=== Section Start ===

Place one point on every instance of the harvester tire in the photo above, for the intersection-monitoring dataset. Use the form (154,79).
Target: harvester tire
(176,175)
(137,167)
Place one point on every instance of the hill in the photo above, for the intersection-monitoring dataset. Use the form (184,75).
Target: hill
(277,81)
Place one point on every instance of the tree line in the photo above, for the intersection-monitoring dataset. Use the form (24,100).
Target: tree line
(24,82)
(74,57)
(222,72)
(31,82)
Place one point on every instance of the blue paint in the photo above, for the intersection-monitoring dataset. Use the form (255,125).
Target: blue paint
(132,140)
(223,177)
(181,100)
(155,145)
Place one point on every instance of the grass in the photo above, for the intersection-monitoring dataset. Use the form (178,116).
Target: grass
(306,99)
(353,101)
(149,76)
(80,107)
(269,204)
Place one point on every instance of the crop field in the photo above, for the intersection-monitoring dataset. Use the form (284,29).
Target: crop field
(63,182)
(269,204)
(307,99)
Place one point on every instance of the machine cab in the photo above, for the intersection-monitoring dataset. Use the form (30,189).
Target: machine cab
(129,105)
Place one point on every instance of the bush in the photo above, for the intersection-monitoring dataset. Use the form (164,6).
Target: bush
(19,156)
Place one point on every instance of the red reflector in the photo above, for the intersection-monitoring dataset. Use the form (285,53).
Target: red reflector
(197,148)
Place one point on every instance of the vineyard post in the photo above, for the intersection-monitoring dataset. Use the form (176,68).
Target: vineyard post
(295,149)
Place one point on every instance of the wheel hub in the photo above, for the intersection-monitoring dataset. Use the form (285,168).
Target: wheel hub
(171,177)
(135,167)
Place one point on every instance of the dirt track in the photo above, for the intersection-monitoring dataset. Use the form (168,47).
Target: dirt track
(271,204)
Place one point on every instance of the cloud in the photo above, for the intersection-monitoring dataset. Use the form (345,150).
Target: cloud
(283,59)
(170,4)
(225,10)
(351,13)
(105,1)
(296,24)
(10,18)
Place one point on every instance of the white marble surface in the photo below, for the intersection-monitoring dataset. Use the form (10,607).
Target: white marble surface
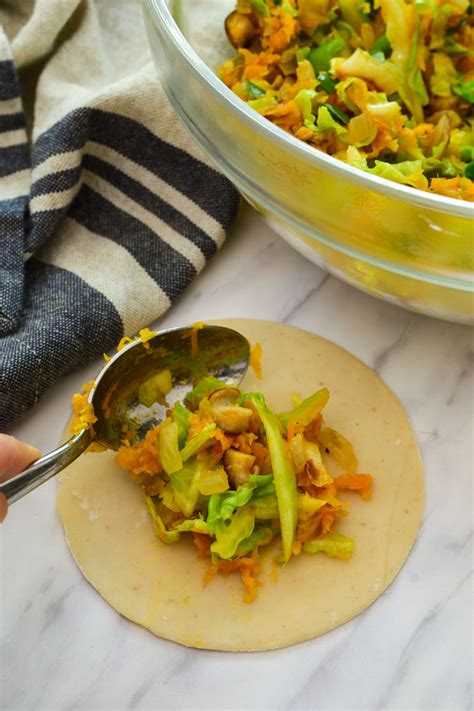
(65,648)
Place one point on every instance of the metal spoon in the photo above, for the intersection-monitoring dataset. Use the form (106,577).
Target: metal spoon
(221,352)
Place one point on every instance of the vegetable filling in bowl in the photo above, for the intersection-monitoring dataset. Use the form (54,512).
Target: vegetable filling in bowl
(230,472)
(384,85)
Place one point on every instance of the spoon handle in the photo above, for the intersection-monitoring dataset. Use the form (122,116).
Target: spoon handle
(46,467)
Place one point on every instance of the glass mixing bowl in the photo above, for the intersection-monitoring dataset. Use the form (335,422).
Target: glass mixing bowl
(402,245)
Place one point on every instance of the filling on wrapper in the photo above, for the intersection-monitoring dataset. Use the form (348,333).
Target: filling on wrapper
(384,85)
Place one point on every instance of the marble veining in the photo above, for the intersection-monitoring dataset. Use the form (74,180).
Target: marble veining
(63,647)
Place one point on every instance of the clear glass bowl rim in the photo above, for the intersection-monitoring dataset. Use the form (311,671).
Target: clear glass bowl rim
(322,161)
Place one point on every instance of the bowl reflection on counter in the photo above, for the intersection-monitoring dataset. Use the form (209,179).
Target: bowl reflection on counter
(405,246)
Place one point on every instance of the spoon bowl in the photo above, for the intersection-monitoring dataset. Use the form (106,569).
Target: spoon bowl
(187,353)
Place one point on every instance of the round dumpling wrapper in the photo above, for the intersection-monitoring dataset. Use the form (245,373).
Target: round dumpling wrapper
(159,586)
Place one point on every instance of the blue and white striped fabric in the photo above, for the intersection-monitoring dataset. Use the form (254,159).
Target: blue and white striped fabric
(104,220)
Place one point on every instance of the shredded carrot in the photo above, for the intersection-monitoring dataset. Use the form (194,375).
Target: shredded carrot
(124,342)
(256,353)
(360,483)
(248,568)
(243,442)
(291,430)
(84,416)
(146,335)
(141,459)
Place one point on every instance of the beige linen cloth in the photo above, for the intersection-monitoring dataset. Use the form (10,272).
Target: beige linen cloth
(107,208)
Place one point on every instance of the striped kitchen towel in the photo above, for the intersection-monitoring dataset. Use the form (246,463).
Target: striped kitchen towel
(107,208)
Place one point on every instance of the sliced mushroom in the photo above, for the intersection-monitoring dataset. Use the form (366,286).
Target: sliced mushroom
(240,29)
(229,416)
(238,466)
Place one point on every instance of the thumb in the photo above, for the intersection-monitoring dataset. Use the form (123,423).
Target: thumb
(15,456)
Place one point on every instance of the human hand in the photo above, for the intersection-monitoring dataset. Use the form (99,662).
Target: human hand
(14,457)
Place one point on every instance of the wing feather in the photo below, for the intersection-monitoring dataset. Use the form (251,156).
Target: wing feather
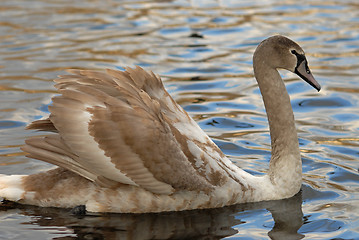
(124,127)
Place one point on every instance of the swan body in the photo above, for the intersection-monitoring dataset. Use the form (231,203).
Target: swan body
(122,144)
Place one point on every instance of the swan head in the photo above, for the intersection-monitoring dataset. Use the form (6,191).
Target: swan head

=== Section End ===
=== Section Start ===

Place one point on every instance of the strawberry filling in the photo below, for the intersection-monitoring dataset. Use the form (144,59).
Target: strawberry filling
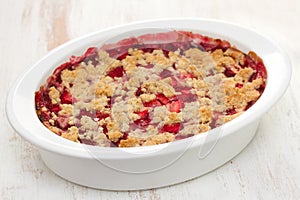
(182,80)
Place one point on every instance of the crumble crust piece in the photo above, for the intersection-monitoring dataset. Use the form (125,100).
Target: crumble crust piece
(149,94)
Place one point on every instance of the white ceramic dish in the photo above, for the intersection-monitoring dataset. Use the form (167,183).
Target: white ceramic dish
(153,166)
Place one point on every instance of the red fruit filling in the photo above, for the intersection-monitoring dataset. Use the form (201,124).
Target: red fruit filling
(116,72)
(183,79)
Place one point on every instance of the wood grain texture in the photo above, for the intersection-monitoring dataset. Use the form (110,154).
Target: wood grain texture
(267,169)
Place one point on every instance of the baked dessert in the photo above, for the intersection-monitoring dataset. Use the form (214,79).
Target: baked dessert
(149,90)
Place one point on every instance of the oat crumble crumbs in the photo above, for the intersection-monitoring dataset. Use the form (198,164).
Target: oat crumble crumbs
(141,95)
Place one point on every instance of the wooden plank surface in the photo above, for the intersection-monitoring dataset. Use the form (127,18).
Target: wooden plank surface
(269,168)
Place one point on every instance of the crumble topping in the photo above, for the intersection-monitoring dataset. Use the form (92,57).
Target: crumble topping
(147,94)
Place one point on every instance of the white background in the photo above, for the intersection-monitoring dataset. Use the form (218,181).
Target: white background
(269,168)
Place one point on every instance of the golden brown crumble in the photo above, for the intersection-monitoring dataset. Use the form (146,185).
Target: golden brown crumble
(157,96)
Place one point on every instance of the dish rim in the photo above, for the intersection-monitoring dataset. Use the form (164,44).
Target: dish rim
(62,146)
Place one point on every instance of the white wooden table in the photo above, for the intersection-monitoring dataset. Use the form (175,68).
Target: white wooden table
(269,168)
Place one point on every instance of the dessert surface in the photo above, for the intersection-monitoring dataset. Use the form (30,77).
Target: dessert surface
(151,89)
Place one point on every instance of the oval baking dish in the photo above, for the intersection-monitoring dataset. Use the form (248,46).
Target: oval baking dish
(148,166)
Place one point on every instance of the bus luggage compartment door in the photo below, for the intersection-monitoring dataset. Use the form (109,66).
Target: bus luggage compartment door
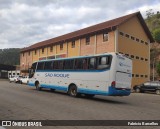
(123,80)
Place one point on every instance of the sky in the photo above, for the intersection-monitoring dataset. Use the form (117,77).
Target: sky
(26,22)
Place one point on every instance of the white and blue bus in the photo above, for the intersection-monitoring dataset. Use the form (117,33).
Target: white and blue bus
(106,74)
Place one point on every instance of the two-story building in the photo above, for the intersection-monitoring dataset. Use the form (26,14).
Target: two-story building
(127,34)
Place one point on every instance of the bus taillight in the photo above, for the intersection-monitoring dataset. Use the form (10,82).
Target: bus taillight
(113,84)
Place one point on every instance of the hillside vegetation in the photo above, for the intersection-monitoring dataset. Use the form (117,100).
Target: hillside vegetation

=== Section End ===

*What is being asked:* After locating the line holding "Place one point on every instance of the harvester" above, output exactly that line and every line after it through the line holding "Place one point on every instance of the cloud". Include nothing else.

*Finished task:*
Place one point on every instance of the harvester tire in the photo above, for the intersection-monitoring dataset. Use the form (154,79).
Target: harvester tire
(176,175)
(137,167)
Place one point on every instance of the hill in the photo above, for the intersection-monitoring dataset. Use the form (184,75).
Target: hill
(277,81)
Place one point on every instance of the tree line in the photo above, for the intersection-monitoring dataset. Use the form (24,100).
Target: tree line
(24,82)
(74,57)
(222,72)
(31,82)
Place one point on every instance of the blue paint in the photo above, for the intersection-monitoring dataset. Use the form (255,125).
Target: blue paint
(132,140)
(223,177)
(181,100)
(155,145)
Place one point on every instance of the grass in the photo above, for the intersection-monitoring dataset. Use the form (178,116).
Target: grass
(306,99)
(353,101)
(149,76)
(80,107)
(269,204)
Place one point on every instance of the crop field in the photo above, for the intersection-monitoring dataset. Use the form (284,29).
Target: crop field
(63,182)
(269,204)
(307,99)
Place one point on every instance of the machine cab in the photo above, for the intersection-monitoring dataset. Use the form (30,189).
Target: machine cab
(129,105)
Place one point on every instance of the bush in the photo above, for the intersection-monitoring dataset. Use the form (164,6).
Target: bush
(19,156)
Place one point on every instance of the red reflector in the photo above, for the intersection-monitoring dataset. Use the form (285,53).
Target: red reflector
(197,148)
Place one point on every instance of the vineyard post in the photo above, for the intersection-monitoring dataset. Use the form (176,68).
Target: vineyard post
(295,149)
Place one point on every instance of the wheel hub in the photo above, for the intersection-monitoring dataset. Use the form (285,168).
Target: wheel hub
(171,177)
(135,167)
Place one point on every instance of the dirt track in the photo above, for the intersection-monitoring dataset. Use the form (168,47).
Target: dirt track
(271,204)
Place one point on every instance of the cloud in the photo above, for the intersection-monitoring dataset. Use the form (345,150).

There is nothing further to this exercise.